● **TASK TO CARRY OUT**: What is needed here is an exact transcription of all the entries.

● **SUPPLIED RECORDS**:
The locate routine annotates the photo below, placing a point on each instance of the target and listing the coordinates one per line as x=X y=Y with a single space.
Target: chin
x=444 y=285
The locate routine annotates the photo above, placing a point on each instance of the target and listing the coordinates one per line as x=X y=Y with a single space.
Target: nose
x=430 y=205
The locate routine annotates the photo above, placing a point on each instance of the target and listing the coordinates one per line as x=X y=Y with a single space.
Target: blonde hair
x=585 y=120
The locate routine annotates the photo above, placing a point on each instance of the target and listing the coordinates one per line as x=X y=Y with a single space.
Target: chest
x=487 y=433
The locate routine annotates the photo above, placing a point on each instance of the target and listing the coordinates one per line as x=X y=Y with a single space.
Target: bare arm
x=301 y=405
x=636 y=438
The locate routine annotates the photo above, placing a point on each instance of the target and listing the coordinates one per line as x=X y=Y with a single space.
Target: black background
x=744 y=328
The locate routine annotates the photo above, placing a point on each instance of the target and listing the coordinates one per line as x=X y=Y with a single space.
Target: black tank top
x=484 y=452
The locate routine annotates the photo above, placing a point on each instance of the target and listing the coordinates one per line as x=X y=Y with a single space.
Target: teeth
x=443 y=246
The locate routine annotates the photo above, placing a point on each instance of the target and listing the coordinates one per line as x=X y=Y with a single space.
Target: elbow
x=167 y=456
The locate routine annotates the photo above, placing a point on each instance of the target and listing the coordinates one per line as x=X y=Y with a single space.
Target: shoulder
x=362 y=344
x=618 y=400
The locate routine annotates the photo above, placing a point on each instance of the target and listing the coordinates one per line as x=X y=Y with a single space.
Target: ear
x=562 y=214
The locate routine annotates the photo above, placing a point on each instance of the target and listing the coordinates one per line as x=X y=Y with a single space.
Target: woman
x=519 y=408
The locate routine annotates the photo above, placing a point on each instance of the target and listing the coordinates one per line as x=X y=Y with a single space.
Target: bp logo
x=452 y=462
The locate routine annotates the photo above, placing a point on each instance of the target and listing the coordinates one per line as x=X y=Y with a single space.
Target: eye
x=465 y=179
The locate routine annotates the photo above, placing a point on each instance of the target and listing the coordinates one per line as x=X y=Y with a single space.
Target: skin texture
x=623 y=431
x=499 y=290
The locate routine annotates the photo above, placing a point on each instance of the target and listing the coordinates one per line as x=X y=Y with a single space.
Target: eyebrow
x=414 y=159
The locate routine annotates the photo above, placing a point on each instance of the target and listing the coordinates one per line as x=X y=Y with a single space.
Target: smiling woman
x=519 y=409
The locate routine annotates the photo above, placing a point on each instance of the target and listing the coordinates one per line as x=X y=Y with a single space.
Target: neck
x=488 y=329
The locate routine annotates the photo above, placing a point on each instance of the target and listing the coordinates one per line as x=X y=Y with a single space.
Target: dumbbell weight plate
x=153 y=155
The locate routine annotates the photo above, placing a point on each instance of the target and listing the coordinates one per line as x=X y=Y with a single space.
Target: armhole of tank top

● **WRITTEN ANSWER**:
The locate routine annotates the photo below, placing a point on each instance of the target and listing the coordinates one per line as x=X y=Y with a single space.
Target: chin
x=444 y=285
The locate routine annotates the photo above, placing a point on each instance of the target and listing the coordinates one per line as x=X y=Y with a single space.
Target: nose
x=430 y=205
The locate routine annotates the photo above, placing a point on each instance of the target and listing the coordinates one per line as x=X y=Y with a single space.
Target: blonde hair
x=585 y=120
The locate routine annotates the photo above, placing a point on each instance of the target and listing the coordinates one per line as x=X y=Y with a single space.
Target: chest
x=487 y=433
The locate routine annotates the photo above, placing a point on each instance of the target and listing the coordinates one per line as x=X y=Y with a single space.
Target: bare arm
x=301 y=405
x=636 y=438
The locate routine annotates the photo above, placing a point on each instance of the target and listing the coordinates one per line as x=X y=Y with a single space.
Target: black background
x=744 y=328
The locate routine annotates the photo above, placing a point on each instance of the target and listing the coordinates one per line as x=X y=Y with a single space.
Target: black tank top
x=484 y=452
The locate routine annotates the photo above, placing a point on each instance of the target and listing the coordinates one per line as x=X y=Y with a single space.
Target: teeth
x=443 y=246
The locate routine annotates the photo above, placing a point on each instance of the target and listing the coordinates one per line as x=X y=Y with a single space.
Target: elbow
x=167 y=456
The locate routine annotates the photo above, placing a point on each instance of the target and listing the coordinates one per line as x=X y=Y with a single space.
Target: shoulder
x=362 y=344
x=618 y=400
The locate routine annotates the photo above, placing a point on each instance of the target and listing the coordinates one per line as x=X y=Y with a single space.
Target: ear
x=562 y=214
The locate routine annotates the photo above, placing a point on each instance of the target and listing the coordinates one per line as x=X y=Y with a single space.
Target: woman
x=519 y=408
The locate routine annotates the photo above, placing a point on each instance of the target and listing the coordinates one per line as x=X y=Y with a single space.
Target: bp logo
x=452 y=462
The locate routine annotates the photo above, placing a point on each instance of the target and listing the coordinates one per line as x=X y=Y with a single space.
Target: eye
x=465 y=179
The locate routine annotates the photo above, placing a point on each instance of the target and listing the coordinates one per line as x=X y=Y with a single space.
Target: skin texture
x=623 y=431
x=499 y=290
The locate routine annotates the photo above, placing a point on each instance of the target and listing the coordinates one per line as x=X y=Y with a single space.
Target: eyebrow
x=414 y=159
The locate routine annotates the photo above, placing a point on each instance of the target and listing the coordinates one per line as x=X y=Y with a single space.
Target: smiling woman
x=519 y=409
The locate routine annotates the photo above, placing a point on each instance of the target and listing the coordinates one per line as x=X y=Y with a single space.
Target: neck
x=488 y=329
The locate routine annotates the photo above, placing a point on each instance of the target and listing the coordinates one per line as x=X y=Y with a single space.
Target: dumbbell weight plate
x=153 y=155
The locate routine annotates the photo above, placing a point on each instance of the target and listing the coordinates one per line as x=X y=Y with a single space.
Target: armhole of tank top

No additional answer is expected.